## start Task inputs

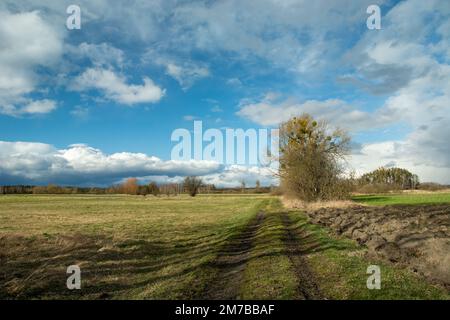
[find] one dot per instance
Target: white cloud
(27, 162)
(184, 70)
(101, 55)
(232, 176)
(39, 107)
(27, 43)
(114, 87)
(268, 112)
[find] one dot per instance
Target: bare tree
(310, 159)
(130, 186)
(192, 185)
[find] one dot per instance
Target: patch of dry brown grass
(311, 206)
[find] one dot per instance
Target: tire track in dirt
(231, 263)
(307, 286)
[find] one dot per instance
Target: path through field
(207, 247)
(234, 257)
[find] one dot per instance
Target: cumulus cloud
(270, 112)
(184, 70)
(234, 175)
(115, 87)
(101, 55)
(80, 164)
(27, 43)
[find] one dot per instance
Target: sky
(97, 105)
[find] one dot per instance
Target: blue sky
(96, 105)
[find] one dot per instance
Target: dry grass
(311, 206)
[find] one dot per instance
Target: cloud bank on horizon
(97, 105)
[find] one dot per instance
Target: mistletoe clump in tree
(311, 159)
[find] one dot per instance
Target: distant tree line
(191, 185)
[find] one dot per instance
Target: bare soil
(415, 236)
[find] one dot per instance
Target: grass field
(224, 246)
(405, 198)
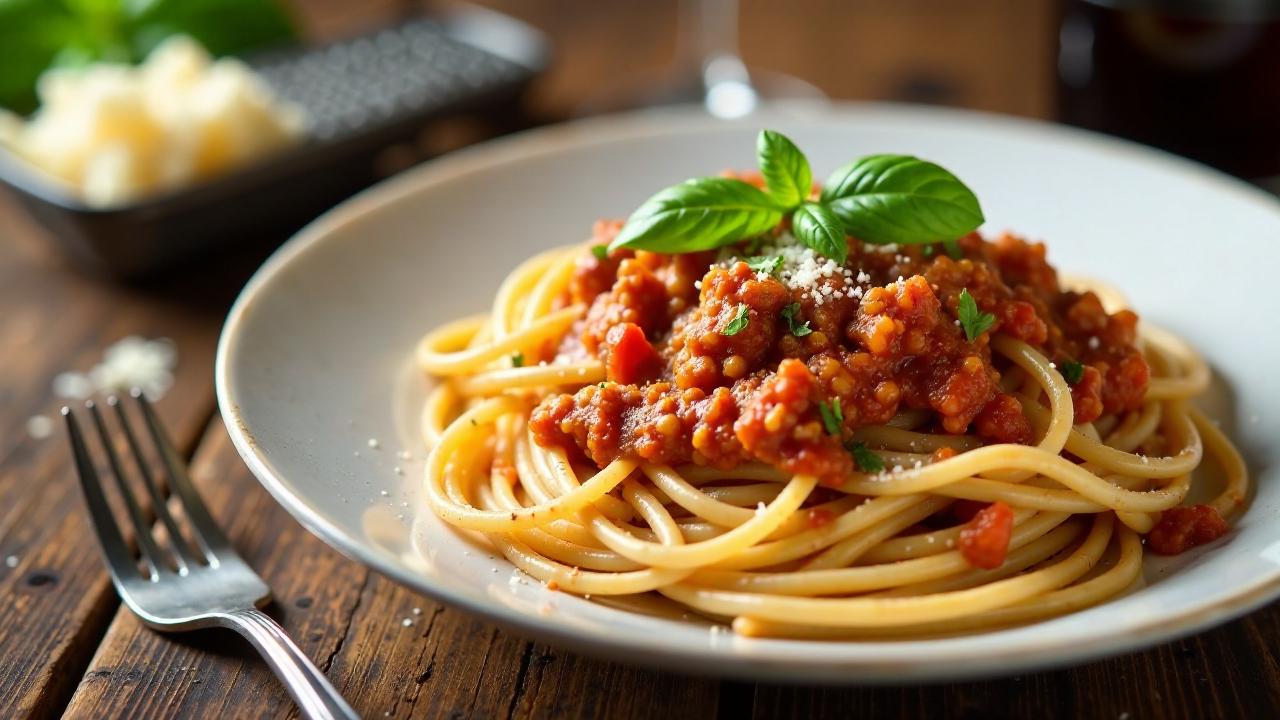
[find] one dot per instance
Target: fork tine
(208, 532)
(151, 554)
(119, 560)
(158, 501)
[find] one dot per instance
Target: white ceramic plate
(315, 358)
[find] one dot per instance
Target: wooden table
(67, 646)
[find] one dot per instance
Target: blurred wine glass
(707, 71)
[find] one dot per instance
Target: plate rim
(659, 654)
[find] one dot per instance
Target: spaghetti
(860, 483)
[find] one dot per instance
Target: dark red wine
(1197, 77)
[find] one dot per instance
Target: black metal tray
(364, 95)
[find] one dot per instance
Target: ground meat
(781, 425)
(638, 296)
(984, 538)
(1183, 528)
(703, 351)
(704, 367)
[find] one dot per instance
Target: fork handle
(315, 696)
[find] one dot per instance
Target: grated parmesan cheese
(818, 278)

## end Task inputs

Reproduce the full listing faithfully, but do not carry over any pictures.

[find] one dot per instance
Target: white cloud
(27, 162)
(184, 70)
(101, 55)
(232, 176)
(39, 107)
(27, 43)
(114, 87)
(268, 112)
[find] one dot per instance
Target: bare tree
(310, 159)
(130, 186)
(192, 185)
[find] one dot per instance
Target: patch of dry brown grass
(311, 206)
[find] one dot per instance
Target: tire track in dirt
(231, 263)
(307, 286)
[find] one dot per instance
Target: path through field
(207, 247)
(234, 257)
[find] one dot per instance
Target: cumulus cloud
(270, 112)
(184, 70)
(234, 175)
(115, 87)
(101, 55)
(80, 164)
(27, 43)
[find] one dot per instance
Target: sky
(97, 105)
[find] one dot per instance
Target: blue sky
(96, 105)
[find] one dot per instance
Target: dry grass
(311, 206)
[find] one dot per instance
Target: cloud bank on horizon
(97, 105)
[find] one dot per instance
Target: mistletoe clump in tree
(311, 159)
[find] one dot per instance
Target: distant tree line
(191, 185)
[find] one dot per instance
Target: bare soil
(415, 236)
[find] one dot per instance
Target: grass field
(224, 246)
(405, 198)
[find] one dot per instance
Target: fork tine
(208, 532)
(151, 554)
(119, 560)
(158, 501)
[find] one dot per instance
Target: white ceramic plate
(315, 358)
[find] one dot per instance
Target: wooden table
(67, 646)
[find] one dot per instance
Target: blurred wine glass
(707, 71)
[find] one dot per instance
Target: plate rim
(659, 654)
[find] one dot per instance
Target: spaghetti
(860, 483)
[find] one dot per instance
Target: dark red wine
(1197, 77)
[find] one dot per instance
Target: black metal tray
(364, 95)
[find] one dot per instance
Target: ground meat
(781, 425)
(638, 296)
(984, 538)
(1183, 528)
(703, 351)
(704, 367)
[find] one dot per instance
Target: fork handle
(315, 696)
[find] one dot per instance
Target: grated parmesan cheese
(818, 278)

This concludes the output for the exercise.